*Problem statement*.
Repeat exactly, and only, the lines from the one containing "of the interior" through the end of the records.

### Information supplied ###

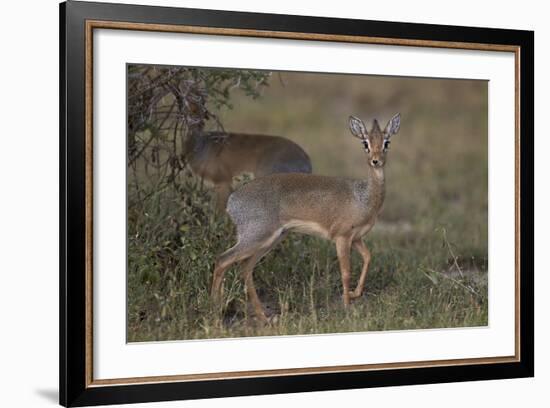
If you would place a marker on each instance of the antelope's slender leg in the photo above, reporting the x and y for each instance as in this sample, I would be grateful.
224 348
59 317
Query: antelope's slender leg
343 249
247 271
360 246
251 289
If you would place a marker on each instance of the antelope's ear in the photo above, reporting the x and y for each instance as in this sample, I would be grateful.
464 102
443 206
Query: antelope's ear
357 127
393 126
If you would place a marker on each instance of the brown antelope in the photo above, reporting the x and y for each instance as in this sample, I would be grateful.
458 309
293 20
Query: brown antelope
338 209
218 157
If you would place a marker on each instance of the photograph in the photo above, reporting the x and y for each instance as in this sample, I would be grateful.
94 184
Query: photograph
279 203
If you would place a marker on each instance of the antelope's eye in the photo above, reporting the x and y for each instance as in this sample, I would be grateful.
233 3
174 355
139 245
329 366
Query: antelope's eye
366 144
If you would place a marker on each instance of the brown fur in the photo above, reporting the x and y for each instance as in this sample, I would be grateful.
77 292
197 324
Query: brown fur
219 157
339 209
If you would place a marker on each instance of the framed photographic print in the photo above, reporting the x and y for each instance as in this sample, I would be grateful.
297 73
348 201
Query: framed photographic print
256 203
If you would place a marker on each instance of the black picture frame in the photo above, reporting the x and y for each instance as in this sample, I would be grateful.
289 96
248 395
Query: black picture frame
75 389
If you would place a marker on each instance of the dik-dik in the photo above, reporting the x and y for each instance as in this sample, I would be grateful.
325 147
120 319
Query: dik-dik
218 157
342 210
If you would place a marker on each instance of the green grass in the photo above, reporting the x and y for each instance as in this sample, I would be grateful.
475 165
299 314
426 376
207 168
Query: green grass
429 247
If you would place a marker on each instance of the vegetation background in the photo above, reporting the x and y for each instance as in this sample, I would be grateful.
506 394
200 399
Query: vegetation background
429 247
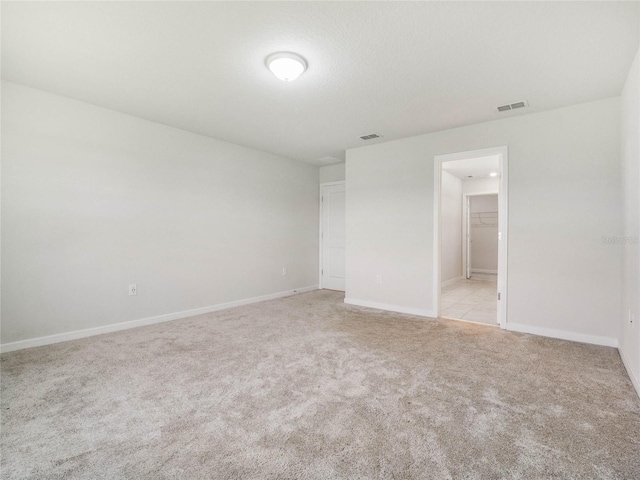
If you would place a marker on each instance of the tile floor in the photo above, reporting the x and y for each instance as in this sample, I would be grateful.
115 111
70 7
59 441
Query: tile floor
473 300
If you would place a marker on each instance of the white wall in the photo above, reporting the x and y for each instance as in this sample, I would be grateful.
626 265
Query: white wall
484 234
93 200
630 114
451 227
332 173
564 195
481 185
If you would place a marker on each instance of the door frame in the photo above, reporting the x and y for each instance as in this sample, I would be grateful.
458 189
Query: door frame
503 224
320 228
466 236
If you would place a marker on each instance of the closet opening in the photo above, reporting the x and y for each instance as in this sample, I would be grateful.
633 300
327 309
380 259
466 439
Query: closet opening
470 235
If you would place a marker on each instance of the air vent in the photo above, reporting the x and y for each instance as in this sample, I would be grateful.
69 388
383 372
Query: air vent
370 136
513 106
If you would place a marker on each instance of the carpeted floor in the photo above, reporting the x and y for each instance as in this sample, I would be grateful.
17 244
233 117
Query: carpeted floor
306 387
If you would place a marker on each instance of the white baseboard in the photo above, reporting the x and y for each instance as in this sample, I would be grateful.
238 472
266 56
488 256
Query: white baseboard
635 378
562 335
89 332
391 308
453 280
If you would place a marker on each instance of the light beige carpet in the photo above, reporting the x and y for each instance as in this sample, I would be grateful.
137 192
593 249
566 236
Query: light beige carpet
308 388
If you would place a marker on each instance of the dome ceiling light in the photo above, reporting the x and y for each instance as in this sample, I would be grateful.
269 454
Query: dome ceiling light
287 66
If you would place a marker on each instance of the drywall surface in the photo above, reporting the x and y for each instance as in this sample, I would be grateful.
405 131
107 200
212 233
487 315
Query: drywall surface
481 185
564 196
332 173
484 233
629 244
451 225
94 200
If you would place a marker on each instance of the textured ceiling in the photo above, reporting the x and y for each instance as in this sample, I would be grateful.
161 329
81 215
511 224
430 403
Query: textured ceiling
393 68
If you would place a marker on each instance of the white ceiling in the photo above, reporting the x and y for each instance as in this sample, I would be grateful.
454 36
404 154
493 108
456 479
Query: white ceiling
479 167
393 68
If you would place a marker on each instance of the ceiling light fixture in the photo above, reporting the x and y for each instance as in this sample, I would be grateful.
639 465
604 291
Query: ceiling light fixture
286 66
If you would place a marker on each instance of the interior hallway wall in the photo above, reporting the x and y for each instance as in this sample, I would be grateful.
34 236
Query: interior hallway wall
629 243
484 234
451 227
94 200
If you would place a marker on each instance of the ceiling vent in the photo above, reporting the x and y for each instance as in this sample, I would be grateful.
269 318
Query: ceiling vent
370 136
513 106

###

*Solution for this problem*.
If you would place a marker on each instance of the interior hallway wall in the photo above, reporting the x and y for each instance as in this sample, I would be grateful.
34 236
Query: interior hallway wall
629 243
484 234
451 227
94 200
If you would place a marker on each instance of the ceiling vent in the photo above, reporting the x and y for each instance as in this sample, I would be grateful.
269 318
Query: ceiling vent
370 136
513 106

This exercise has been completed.